WRITTEN TASKS:
a: List every aperture setting (f-number) mentioned in the excerpt below on lens performance.
b: Answer each question from the excerpt below on lens performance, marking your answers (i), (ii), and (iii):
(i) What name does the excerpt give in parentheses for focus shift?
(ii) About how many stops of shading are noticeable at 16mm and f/2.8?
(iii) What penalty comes with correcting vignetting during post-processing?

EXCERPT TO READ:

Corner sharpness does not always matter, but it sometimes does, including when photographing landscapes and architecture, and this lens covers those needs.

This lens does not exhibit focus shift, the plane of sharp focus moving forward or backward as the aperture is narrowed (residual spherical aberration or RSA). Many modern lenses automatically correct for focus shift, though focus breathing (more later) can create slight angle of view changes.

When used on a camera that utilizes its full image circle, a lens is expected to show peripheral shading at the widest aperture settings, and as mentioned, this lens has that. At 16mm, close to 3 stops of shading are noticeable at f/2.8, with closer to 2.5 stops showing at longer focal lengths.

Want less corner shading? Stopping down is the near-universal solution. At f/4, 16mm corners see about 2 stops of shading, with about 1.5 stops showing in the longer corners. Little change is seen at f/5.6, and just over 1 stop of shading remains in the f/11 corners.

APS-C format cameras using lenses projecting a full-frame-sized image circle avoid most vignetting problems. In this case, the about one-stop of corner shading showing at f/2.8 may be visible in select images, primarily those with a solid color (such as a blue sky) in the corners.

One-stop of shading is often considered the number of visibility, though subject details provide a widely varying amount of vignetting discernibility. Vignetting is correctable during post-processing, with increased noise in the brightened areas the penalty, or it can be embraced, using the effect to draw the viewer's eye to the center of the frame. Study the pattern shown in our vignetting test tool to determine how your images will be affected.

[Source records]
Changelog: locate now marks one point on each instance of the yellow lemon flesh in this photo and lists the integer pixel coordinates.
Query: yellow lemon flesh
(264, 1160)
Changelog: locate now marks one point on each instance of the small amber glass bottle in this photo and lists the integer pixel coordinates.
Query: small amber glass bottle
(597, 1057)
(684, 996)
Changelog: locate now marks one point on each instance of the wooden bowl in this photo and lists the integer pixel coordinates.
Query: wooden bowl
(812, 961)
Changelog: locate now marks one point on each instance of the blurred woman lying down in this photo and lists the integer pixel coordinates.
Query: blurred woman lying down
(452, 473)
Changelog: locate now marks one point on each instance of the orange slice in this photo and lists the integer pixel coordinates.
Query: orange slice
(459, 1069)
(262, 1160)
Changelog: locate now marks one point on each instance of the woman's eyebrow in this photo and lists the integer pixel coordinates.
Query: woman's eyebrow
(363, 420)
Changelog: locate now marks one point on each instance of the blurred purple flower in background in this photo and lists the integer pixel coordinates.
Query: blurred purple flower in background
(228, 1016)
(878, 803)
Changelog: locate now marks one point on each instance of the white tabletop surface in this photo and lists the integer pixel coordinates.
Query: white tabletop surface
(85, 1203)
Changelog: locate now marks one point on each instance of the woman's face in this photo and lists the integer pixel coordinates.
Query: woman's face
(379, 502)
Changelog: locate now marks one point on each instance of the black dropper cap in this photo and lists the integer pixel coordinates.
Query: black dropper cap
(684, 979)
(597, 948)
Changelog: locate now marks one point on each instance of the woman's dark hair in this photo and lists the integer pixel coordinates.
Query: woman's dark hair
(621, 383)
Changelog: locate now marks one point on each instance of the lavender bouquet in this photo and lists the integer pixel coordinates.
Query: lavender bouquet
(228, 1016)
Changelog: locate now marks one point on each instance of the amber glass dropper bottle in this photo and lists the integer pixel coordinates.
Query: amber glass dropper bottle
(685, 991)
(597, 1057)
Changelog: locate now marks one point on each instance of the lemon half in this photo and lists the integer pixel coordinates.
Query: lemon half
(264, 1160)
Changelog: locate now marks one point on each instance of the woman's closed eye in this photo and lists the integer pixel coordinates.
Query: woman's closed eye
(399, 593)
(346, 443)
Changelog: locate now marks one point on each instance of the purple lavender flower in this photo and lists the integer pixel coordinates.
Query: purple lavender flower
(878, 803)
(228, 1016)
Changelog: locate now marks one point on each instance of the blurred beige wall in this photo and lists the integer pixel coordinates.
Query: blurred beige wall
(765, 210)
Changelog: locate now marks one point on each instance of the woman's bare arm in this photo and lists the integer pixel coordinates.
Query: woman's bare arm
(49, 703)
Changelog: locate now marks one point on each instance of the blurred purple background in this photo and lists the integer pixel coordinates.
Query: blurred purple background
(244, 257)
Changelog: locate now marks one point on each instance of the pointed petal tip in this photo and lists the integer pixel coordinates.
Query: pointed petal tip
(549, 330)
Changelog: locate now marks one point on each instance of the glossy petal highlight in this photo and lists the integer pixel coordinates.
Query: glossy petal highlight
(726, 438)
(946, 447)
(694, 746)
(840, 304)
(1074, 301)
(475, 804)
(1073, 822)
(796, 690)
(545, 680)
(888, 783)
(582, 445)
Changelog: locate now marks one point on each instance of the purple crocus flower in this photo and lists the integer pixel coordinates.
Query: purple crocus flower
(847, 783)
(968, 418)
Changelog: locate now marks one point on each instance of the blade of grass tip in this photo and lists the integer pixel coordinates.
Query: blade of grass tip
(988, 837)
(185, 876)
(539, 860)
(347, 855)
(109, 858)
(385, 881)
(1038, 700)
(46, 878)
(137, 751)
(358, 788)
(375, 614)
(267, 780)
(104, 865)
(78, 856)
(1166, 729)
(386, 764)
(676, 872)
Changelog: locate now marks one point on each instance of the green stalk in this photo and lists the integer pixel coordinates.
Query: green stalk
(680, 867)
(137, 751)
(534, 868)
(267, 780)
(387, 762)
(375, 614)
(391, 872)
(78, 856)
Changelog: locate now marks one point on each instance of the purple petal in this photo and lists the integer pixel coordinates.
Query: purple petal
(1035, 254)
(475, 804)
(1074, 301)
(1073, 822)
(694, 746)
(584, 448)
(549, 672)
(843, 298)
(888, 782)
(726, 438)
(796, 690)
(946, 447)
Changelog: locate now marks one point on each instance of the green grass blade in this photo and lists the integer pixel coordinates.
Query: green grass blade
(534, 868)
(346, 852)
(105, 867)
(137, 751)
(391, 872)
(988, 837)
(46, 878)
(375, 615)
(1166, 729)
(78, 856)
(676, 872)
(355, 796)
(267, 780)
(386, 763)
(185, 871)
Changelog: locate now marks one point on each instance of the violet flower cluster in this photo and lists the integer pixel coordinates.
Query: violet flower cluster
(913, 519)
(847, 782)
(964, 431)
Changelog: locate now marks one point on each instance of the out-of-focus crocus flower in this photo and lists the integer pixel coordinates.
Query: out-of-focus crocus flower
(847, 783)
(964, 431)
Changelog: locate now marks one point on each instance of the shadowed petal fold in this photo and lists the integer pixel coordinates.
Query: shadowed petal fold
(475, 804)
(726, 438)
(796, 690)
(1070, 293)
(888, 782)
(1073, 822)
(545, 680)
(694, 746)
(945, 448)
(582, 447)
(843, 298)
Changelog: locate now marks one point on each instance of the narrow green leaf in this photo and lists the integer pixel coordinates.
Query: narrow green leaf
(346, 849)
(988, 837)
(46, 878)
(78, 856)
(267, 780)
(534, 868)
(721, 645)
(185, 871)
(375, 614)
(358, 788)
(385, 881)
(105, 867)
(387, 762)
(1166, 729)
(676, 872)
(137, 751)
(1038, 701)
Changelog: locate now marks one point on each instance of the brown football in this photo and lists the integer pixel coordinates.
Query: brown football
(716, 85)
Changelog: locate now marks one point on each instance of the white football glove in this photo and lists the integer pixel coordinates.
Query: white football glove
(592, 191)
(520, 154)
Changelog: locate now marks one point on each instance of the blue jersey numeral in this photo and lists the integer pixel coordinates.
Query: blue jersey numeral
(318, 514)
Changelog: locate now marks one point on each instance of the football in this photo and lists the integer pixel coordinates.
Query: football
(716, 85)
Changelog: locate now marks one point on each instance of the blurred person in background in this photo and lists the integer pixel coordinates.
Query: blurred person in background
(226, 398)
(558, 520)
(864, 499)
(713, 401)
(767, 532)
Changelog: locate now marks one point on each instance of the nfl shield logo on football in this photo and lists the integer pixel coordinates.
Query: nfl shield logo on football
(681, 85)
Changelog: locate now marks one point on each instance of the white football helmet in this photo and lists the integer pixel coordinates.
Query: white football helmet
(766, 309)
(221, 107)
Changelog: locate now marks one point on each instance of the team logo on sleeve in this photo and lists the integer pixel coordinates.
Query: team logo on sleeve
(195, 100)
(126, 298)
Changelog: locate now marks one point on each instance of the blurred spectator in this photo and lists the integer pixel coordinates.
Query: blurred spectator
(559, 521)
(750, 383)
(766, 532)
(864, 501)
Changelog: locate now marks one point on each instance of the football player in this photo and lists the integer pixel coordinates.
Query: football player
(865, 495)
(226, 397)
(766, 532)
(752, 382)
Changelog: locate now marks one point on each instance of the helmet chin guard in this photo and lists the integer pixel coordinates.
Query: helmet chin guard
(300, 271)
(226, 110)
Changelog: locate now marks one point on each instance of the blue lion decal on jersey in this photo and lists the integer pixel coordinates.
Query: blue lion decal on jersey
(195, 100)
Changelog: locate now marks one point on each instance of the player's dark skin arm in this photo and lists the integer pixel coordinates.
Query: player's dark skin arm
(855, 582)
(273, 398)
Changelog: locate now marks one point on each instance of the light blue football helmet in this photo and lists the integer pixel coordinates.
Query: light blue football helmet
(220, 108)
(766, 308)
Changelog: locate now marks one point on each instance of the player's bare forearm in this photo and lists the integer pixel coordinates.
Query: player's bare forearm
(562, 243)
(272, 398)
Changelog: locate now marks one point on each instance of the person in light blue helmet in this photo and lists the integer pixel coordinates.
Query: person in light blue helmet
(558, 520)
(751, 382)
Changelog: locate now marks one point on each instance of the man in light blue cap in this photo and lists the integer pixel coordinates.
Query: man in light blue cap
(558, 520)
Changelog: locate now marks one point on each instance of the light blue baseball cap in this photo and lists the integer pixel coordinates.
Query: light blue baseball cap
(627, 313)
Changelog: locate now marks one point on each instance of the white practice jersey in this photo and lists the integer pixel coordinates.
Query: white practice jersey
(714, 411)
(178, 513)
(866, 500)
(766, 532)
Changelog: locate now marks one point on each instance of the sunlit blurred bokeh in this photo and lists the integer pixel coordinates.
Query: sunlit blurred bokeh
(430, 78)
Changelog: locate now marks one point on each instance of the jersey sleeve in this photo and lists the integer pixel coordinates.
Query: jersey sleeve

TASK-BY-TASK SOLUTIONS:
a: f/2.8, f/4, f/5.6, f/11

b:
(i) Residual spherical aberration (RSA)
(ii) Close to 3 stops
(iii) Increased noise in the brightened areas